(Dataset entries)
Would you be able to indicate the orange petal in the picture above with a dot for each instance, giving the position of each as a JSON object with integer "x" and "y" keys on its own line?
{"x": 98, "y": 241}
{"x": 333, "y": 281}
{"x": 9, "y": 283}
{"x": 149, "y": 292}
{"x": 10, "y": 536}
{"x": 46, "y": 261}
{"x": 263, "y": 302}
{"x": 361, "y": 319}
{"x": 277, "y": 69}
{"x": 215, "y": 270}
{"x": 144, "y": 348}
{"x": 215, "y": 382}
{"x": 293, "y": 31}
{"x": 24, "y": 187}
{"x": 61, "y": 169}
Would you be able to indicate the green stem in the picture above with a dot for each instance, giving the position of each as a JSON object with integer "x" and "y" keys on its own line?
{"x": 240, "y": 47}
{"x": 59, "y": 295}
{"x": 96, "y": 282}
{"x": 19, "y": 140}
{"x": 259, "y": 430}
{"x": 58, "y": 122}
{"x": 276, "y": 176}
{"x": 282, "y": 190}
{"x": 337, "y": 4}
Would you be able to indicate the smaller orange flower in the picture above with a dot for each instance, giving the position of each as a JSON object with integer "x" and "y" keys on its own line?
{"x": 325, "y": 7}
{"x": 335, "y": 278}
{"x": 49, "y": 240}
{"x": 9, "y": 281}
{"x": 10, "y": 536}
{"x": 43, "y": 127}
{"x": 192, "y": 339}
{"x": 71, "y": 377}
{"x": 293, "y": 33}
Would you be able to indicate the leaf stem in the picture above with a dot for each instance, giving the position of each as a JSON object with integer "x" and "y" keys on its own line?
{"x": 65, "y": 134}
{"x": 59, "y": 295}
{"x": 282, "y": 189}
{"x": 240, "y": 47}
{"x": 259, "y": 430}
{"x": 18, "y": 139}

### PROBLEM STATEMENT
Set down every record above exactly as written.

### WRITTEN REPLY
Would you be able to indicate the orange petal in the picture above with a dot for each instance, giving the position of each as a JSON object with integer "x" and "y" keys on its own line?
{"x": 98, "y": 241}
{"x": 333, "y": 281}
{"x": 9, "y": 283}
{"x": 149, "y": 292}
{"x": 10, "y": 536}
{"x": 46, "y": 261}
{"x": 263, "y": 302}
{"x": 361, "y": 319}
{"x": 277, "y": 69}
{"x": 215, "y": 270}
{"x": 144, "y": 348}
{"x": 215, "y": 382}
{"x": 293, "y": 31}
{"x": 24, "y": 187}
{"x": 61, "y": 169}
Would you be able to indicate the green stem in the picture above with a dot for each instance, giving the position of each as a JSON object with integer "x" and "y" keys on its own line?
{"x": 240, "y": 47}
{"x": 59, "y": 295}
{"x": 96, "y": 282}
{"x": 19, "y": 140}
{"x": 259, "y": 430}
{"x": 58, "y": 122}
{"x": 276, "y": 176}
{"x": 282, "y": 190}
{"x": 337, "y": 4}
Would you be able to indicate the smaller orange flower in the picture above with a dot for each instance, giving the position of each as a JSON object with integer "x" and "y" keys on its own line?
{"x": 325, "y": 7}
{"x": 335, "y": 278}
{"x": 49, "y": 240}
{"x": 9, "y": 281}
{"x": 10, "y": 536}
{"x": 43, "y": 127}
{"x": 192, "y": 339}
{"x": 71, "y": 377}
{"x": 293, "y": 33}
Would you be able to indicate the leaf stem in the picture above with a dot for each instance, giving the position of each as a JSON object with integer "x" and "y" keys on its own line?
{"x": 65, "y": 134}
{"x": 59, "y": 295}
{"x": 282, "y": 189}
{"x": 240, "y": 47}
{"x": 259, "y": 430}
{"x": 18, "y": 139}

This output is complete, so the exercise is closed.